● **Stated goal A**
For the aquarium thread below, say whether each statement agrees with it: (i) the original poster used a black garbage bag as a background, (ii) the tank first held two neon tetras, (iii) rchan11 said the tank needed more fish. For each, answer yes or no and quote the deciding words.

### Passage shown

# pics of my new 45 gal.



## thornton_851 (Jan 2, 2005)

heres some pics of my newly setup 45gal. it has 6 silvertip tetras, 6 neon tetras, 3 blackskirt tetras, 1 clown pleco, 1 CAE, 3 bolivian rams, 4 kuhli loaches and 1 yoyo loach

jus a few quick pics, ( sorry bout quality! ) im not good @ takein pics and i was tryin 2 brighten em on a messed up monitor. the tank is quite bare right now, but im waitin on some plants.


----------



## rchan11 (May 6, 2004)

Very nice setup you have. You need a little more fish and a background to make it even better.


----------



## thornton_851 (Jan 2, 2005)

rchan11 said:


> Very nice setup you have. You need a little more fish and a background to make it even better.


thanks man, yea i need 2 put some more fish in but i jus gotta get some more $$! lol im gunna stock it with mostly tetras. i hope it turns out good


----------



## dc2rtek (Oct 27, 2005)

add a background, it will look much nicer.


----------



## thornton_851 (Jan 2, 2005)

dc2rtek said:


> add a background, it will look much nicer.


yep, im jus thinkin about what kind im gunna get.i think jus untill i go to my lfs im gunna put a garbage bag background lol i will be able 2 see the tetra colours better


----------



## thornton_851 (Jan 2, 2005)

ok we'll i got some more fish and thought i would post some pics. i also put a background on ( black garbage bag! ) haha but it looks good enough,, the new fish are..... 3 more black skirt tetras, 3 columbian tetras, and 2 more neons. couldent really get good pics as i suck at takein em and the fish are always moveing!
o yea i got a real lookin plant in there now 2 and i got some - plant gro by nutrafin for my real plants when i get em, anyone ever use this stuff?


----------



## Joga Bonito (Oct 30, 2004)

looks cool man.


----------



## thornton_851 (Jan 2, 2005)

henry 79 said:


> looks cool man.


thanks man!


----------



## bmpower007 (Feb 11, 2005)

NIce setupp the neons look tight


----------



## Onion (Sep 20, 2005)

Nice setup!


----------

######
### Input records

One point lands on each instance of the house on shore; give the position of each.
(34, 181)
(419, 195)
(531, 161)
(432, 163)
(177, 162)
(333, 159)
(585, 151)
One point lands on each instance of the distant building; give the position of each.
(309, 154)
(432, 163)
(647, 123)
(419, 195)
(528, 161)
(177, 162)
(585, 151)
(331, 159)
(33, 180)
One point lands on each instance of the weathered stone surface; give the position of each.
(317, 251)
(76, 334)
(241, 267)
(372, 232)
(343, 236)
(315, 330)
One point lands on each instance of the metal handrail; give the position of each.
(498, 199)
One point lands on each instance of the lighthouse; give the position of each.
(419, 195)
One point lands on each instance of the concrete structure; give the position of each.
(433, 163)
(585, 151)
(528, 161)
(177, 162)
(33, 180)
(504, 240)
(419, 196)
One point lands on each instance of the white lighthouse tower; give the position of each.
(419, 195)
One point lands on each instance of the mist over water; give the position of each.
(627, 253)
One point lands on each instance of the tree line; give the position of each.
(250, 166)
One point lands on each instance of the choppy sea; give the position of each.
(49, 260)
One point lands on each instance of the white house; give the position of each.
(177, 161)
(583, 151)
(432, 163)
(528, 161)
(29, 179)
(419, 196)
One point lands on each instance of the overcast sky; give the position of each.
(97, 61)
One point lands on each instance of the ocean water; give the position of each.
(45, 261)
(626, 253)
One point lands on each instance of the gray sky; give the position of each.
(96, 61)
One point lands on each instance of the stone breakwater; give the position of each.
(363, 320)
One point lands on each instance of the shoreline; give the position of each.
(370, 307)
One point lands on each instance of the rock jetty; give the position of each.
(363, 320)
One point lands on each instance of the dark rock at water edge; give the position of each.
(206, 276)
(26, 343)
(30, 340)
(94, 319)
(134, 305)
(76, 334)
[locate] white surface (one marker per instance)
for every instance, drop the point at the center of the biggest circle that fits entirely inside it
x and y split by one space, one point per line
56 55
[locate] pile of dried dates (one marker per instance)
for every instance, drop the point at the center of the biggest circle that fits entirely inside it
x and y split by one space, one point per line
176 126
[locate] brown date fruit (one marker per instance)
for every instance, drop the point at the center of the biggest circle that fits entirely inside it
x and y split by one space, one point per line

######

● **Stated goal B**
Convert the rows, everything from the line containing "One point lands on each instance of the gray" down to the last line of the rows, both ends included, into a JSON list of strings with one string per line and blank lines left out.

● **Solution A**
(i) Yes: "i also put a background on ( black garbage bag! )"
(ii) No: "6 neon tetras"
(iii) Yes: "You need a little more fish"

● **Solution B**
[
  "One point lands on each instance of the gray sky; give the position of each.",
  "(96, 61)",
  "One point lands on each instance of the stone breakwater; give the position of each.",
  "(363, 320)",
  "One point lands on each instance of the shoreline; give the position of each.",
  "(370, 307)",
  "One point lands on each instance of the rock jetty; give the position of each.",
  "(363, 320)",
  "One point lands on each instance of the dark rock at water edge; give the position of each.",
  "(206, 276)",
  "(26, 343)",
  "(30, 340)",
  "(94, 319)",
  "(134, 305)",
  "(76, 334)",
  "[locate] white surface (one marker per instance)",
  "for every instance, drop the point at the center of the biggest circle that fits entirely inside it",
  "x and y split by one space, one point per line",
  "56 55",
  "[locate] pile of dried dates (one marker per instance)",
  "for every instance, drop the point at the center of the biggest circle that fits entirely inside it",
  "x and y split by one space, one point per line",
  "176 126",
  "[locate] brown date fruit (one marker per instance)",
  "for every instance, drop the point at the center of the biggest circle that fits entirely inside it",
  "x and y split by one space, one point per line"
]